-- BEGIN EXTRACTED DATA --

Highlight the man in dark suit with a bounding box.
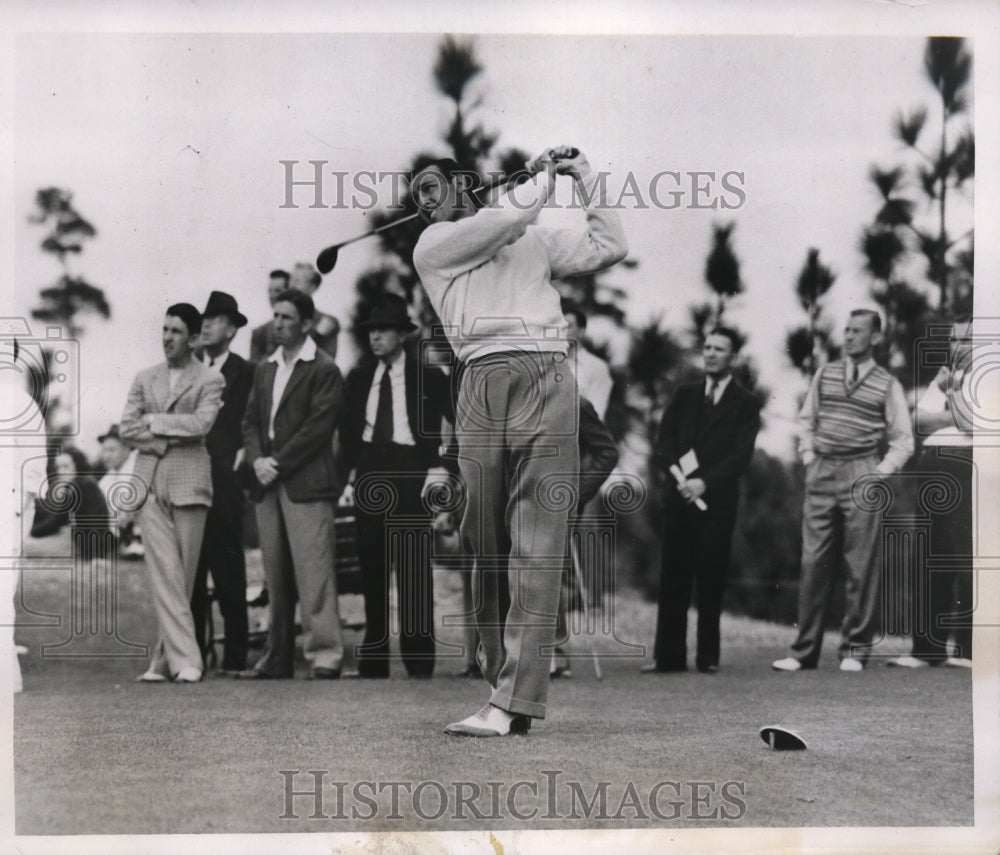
[340,294,450,679]
[191,291,254,674]
[642,327,760,673]
[238,289,344,679]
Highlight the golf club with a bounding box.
[316,148,580,276]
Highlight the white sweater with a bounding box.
[413,173,628,362]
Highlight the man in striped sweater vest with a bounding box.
[772,309,913,671]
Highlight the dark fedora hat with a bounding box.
[356,294,417,332]
[97,424,122,442]
[201,291,247,327]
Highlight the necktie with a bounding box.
[372,366,392,442]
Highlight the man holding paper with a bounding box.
[642,327,760,674]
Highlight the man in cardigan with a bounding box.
[191,291,254,674]
[236,288,344,679]
[772,309,913,671]
[410,146,628,736]
[642,327,760,674]
[340,294,450,679]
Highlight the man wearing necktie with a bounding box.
[340,294,451,679]
[642,327,760,674]
[119,303,225,683]
[191,291,255,674]
[771,309,913,671]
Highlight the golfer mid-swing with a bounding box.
[411,146,628,736]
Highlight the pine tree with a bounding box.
[28,187,111,436]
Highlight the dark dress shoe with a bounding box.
[309,668,340,680]
[233,668,293,680]
[639,662,687,674]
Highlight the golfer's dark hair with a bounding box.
[274,288,316,321]
[562,299,587,330]
[851,309,882,332]
[167,303,201,335]
[295,261,323,289]
[705,327,743,353]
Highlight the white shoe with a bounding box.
[174,665,201,683]
[885,656,930,668]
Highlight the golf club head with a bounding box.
[760,724,806,751]
[316,246,340,276]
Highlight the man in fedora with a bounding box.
[191,291,255,674]
[119,303,225,683]
[340,294,450,679]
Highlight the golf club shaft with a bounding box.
[569,538,604,680]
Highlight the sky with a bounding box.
[0,10,984,462]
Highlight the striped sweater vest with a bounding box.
[813,360,892,457]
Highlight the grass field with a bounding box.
[14,540,973,834]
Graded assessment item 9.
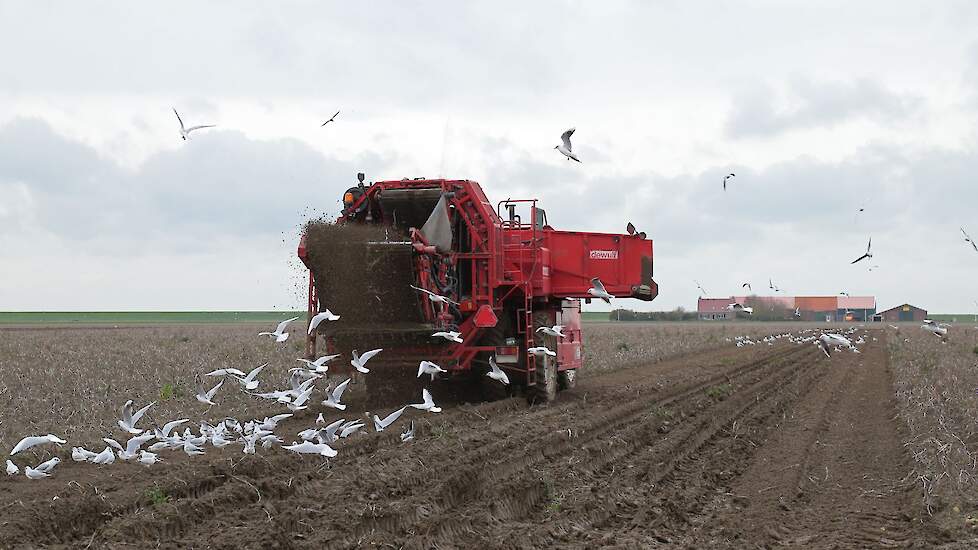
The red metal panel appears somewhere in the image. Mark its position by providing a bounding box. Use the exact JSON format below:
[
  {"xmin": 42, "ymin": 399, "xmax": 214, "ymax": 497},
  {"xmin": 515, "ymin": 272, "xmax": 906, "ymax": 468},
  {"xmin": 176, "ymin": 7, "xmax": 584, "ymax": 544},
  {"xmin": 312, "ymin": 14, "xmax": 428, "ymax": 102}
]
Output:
[
  {"xmin": 543, "ymin": 230, "xmax": 652, "ymax": 298},
  {"xmin": 557, "ymin": 300, "xmax": 584, "ymax": 370}
]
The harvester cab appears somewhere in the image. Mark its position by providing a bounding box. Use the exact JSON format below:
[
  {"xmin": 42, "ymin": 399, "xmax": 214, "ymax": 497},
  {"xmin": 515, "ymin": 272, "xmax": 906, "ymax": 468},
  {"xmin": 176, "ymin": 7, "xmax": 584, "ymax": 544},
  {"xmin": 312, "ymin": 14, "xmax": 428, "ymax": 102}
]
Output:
[{"xmin": 299, "ymin": 174, "xmax": 658, "ymax": 401}]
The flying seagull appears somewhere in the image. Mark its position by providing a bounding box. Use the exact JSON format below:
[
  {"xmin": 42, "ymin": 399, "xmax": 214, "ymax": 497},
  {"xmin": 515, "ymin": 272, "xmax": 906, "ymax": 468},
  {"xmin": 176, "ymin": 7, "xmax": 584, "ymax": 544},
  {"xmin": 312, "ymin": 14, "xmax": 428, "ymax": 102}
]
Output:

-- END EXTRACTED DATA --

- [TASK TO CARRY OUT]:
Gather every line in the entries above that contains the word "somewhere" and copy each one out in full.

- [RESPONSE TO THE EXERCISE]:
The red metal panel appears somewhere in the image. Mark its position by providing a bounding box. Use the exact JSON format below:
The harvester cab appears somewhere in the image. Mark its position by providing a bounding box. Use the exact JSON format below:
The flying seagull appears somewhere in the image. Mark its position by providing a bounding box. Use the exact JSON format below:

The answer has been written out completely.